• **AIM**
Lay out the lines starting at the one containing "the silver car" and ending at the one containing "[[429, 354]]" as a two-column CSV with the header instruction,points. Give one CSV line for each instruction and its points, with each value in a single quoted field and any line breaks turned into spaces.

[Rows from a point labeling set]

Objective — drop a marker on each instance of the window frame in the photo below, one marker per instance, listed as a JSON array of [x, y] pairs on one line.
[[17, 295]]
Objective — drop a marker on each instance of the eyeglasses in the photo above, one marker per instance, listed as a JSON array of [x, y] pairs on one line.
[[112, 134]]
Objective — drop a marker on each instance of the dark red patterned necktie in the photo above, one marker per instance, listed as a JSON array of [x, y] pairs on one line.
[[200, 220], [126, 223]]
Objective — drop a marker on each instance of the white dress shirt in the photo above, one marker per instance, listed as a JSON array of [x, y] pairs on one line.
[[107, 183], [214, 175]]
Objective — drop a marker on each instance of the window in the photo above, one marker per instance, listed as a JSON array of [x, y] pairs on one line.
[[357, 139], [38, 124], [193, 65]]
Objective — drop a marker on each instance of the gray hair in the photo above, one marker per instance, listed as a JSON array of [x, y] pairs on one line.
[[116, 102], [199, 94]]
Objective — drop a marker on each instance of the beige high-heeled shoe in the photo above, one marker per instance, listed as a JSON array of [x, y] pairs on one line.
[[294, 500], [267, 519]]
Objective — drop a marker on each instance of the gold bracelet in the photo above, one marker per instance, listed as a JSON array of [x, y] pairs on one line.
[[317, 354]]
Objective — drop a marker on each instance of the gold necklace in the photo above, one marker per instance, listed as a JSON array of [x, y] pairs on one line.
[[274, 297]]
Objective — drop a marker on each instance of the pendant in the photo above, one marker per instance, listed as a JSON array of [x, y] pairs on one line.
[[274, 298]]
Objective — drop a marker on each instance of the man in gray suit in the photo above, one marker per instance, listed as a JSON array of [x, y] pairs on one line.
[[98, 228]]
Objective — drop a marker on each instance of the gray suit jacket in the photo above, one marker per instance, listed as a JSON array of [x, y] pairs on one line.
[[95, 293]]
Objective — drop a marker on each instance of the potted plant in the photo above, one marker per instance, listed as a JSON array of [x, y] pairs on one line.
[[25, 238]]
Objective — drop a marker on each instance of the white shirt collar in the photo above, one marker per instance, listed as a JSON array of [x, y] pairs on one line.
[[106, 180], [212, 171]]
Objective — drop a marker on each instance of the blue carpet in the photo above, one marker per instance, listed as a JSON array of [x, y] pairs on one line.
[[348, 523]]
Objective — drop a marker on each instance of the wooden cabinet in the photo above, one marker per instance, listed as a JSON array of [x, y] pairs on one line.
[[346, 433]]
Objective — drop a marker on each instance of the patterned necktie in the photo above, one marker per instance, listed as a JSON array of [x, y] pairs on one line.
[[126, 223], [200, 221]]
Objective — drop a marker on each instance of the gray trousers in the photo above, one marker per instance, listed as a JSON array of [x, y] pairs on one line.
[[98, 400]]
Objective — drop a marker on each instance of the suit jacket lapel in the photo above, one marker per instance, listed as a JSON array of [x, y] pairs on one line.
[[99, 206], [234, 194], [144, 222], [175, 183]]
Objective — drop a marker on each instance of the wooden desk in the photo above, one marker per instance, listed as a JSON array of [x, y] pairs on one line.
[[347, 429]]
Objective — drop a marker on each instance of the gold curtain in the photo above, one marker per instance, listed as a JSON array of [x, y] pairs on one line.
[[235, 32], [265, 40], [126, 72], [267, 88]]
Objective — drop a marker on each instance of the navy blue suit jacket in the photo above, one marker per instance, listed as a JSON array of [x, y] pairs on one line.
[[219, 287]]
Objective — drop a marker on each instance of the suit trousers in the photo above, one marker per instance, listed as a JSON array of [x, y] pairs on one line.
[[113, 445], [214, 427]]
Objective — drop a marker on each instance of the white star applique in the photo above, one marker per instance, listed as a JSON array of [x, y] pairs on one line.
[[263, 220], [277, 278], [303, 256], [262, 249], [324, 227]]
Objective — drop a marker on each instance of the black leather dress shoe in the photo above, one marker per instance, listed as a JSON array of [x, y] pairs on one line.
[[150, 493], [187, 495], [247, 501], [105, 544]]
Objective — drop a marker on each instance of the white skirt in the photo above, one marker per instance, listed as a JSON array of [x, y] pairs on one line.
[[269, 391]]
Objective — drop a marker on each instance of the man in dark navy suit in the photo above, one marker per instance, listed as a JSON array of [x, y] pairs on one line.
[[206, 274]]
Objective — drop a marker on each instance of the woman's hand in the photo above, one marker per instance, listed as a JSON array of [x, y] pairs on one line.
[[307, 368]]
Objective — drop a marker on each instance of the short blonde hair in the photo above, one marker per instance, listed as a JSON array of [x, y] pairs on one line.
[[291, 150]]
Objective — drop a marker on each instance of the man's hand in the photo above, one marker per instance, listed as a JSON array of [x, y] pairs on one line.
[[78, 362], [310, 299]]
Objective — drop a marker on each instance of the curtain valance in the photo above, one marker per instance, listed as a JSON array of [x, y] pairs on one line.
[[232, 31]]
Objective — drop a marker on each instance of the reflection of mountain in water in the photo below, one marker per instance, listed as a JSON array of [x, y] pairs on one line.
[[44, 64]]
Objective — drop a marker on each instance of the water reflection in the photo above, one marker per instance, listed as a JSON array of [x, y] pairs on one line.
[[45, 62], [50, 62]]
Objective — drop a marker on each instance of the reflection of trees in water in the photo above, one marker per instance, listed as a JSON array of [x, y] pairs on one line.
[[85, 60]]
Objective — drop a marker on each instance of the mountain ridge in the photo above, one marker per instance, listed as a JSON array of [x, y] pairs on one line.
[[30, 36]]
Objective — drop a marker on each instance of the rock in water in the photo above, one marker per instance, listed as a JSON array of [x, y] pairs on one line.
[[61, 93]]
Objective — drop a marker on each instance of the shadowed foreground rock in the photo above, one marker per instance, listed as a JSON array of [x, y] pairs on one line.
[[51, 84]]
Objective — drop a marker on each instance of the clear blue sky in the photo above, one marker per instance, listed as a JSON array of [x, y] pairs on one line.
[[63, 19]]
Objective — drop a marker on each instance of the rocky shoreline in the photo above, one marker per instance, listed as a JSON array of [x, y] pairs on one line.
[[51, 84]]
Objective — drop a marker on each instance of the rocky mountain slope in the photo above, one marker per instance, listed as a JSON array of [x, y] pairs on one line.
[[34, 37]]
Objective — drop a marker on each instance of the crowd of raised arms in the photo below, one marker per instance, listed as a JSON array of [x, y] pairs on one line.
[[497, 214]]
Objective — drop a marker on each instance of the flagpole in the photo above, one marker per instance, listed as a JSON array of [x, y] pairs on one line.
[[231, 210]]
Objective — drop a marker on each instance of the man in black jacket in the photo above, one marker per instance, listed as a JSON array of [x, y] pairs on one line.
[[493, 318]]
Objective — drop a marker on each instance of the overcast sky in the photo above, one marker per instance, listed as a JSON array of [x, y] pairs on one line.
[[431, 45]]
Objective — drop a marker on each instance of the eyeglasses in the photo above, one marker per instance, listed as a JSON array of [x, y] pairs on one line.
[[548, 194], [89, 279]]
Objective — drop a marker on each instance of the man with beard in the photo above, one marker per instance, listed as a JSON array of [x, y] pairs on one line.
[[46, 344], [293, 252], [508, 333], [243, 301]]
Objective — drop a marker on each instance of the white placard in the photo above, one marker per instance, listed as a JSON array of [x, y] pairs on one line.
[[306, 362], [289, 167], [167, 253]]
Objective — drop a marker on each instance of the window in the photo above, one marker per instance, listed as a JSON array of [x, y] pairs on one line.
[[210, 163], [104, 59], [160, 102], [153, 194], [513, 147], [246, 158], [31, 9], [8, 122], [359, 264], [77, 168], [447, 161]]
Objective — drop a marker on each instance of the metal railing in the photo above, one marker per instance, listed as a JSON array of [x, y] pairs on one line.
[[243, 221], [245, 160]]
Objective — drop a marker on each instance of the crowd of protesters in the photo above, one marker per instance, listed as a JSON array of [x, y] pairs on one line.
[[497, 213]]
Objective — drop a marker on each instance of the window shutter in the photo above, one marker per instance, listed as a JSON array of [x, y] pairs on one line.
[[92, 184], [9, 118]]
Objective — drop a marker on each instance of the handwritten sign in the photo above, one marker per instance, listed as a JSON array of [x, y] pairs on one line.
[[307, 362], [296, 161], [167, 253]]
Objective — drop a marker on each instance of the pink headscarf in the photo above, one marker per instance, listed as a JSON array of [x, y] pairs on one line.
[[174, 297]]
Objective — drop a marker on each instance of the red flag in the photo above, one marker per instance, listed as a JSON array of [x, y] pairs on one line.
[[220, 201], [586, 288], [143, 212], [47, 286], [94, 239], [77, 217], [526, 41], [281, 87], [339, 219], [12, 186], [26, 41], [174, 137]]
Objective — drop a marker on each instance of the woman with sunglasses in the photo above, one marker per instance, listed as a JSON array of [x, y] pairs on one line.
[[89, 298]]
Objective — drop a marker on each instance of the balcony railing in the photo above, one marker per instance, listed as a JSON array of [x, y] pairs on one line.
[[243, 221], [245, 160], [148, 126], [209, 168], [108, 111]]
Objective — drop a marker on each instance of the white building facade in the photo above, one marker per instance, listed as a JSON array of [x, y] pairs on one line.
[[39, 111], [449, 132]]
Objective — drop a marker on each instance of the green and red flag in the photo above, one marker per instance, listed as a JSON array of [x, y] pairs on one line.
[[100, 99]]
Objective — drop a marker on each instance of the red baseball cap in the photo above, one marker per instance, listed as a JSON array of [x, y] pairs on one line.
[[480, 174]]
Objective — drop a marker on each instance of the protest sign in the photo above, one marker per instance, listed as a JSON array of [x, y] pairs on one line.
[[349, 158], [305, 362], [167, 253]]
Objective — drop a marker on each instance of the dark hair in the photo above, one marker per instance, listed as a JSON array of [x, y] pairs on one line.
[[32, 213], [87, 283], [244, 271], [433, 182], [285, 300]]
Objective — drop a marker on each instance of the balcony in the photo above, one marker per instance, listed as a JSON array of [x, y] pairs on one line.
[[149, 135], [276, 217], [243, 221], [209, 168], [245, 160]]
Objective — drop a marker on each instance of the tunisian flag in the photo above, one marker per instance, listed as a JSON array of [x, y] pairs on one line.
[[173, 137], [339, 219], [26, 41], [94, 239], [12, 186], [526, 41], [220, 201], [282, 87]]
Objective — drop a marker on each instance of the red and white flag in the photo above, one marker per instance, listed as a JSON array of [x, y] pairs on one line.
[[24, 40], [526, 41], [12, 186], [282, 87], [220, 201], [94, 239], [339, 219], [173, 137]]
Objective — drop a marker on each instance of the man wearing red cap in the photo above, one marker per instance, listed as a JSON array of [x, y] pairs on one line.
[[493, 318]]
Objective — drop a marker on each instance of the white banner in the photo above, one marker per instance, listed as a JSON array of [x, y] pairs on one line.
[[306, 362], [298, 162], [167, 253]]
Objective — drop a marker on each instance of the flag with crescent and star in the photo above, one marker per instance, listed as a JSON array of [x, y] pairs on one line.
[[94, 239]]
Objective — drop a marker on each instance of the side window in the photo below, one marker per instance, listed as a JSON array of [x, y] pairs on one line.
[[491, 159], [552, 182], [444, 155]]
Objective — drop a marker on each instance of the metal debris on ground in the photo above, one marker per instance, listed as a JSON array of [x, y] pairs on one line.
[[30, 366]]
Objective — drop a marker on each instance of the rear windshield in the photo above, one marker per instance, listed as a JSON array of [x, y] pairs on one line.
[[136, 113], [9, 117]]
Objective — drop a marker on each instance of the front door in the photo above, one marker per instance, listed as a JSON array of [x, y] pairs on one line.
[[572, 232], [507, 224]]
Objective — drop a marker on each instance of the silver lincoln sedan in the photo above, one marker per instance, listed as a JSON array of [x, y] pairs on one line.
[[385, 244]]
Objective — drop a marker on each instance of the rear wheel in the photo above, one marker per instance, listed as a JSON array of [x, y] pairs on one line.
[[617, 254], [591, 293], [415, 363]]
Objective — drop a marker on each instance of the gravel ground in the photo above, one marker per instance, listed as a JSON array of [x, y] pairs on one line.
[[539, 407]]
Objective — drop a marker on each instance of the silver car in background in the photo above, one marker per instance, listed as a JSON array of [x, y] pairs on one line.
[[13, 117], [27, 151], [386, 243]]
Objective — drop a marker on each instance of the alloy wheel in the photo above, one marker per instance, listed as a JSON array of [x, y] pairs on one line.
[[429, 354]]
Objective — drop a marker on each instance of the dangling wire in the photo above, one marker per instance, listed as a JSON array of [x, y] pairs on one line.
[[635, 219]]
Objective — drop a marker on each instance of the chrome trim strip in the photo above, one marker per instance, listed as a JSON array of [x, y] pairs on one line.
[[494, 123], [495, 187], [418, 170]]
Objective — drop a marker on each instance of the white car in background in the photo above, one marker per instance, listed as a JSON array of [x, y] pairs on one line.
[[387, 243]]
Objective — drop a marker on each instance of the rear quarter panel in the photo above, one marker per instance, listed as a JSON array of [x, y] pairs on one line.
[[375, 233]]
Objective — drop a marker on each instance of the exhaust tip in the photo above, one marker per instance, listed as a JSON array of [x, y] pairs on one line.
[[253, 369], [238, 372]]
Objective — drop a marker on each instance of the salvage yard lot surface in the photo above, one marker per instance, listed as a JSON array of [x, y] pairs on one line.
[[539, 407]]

• **SOLVED PROBLEM**
instruction,points
"Objective — drop a marker on each instance of the silver car in background in the photo above, one marker per instance, listed as a JSON array of [x, y] pairs on one line.","[[13, 117], [27, 151], [386, 243]]"
"Objective — drop a marker on each instance of the alloy wheel in the photo above, one marker per instance, listed as a JSON array of [x, y] pairs on one line.","[[429, 354]]"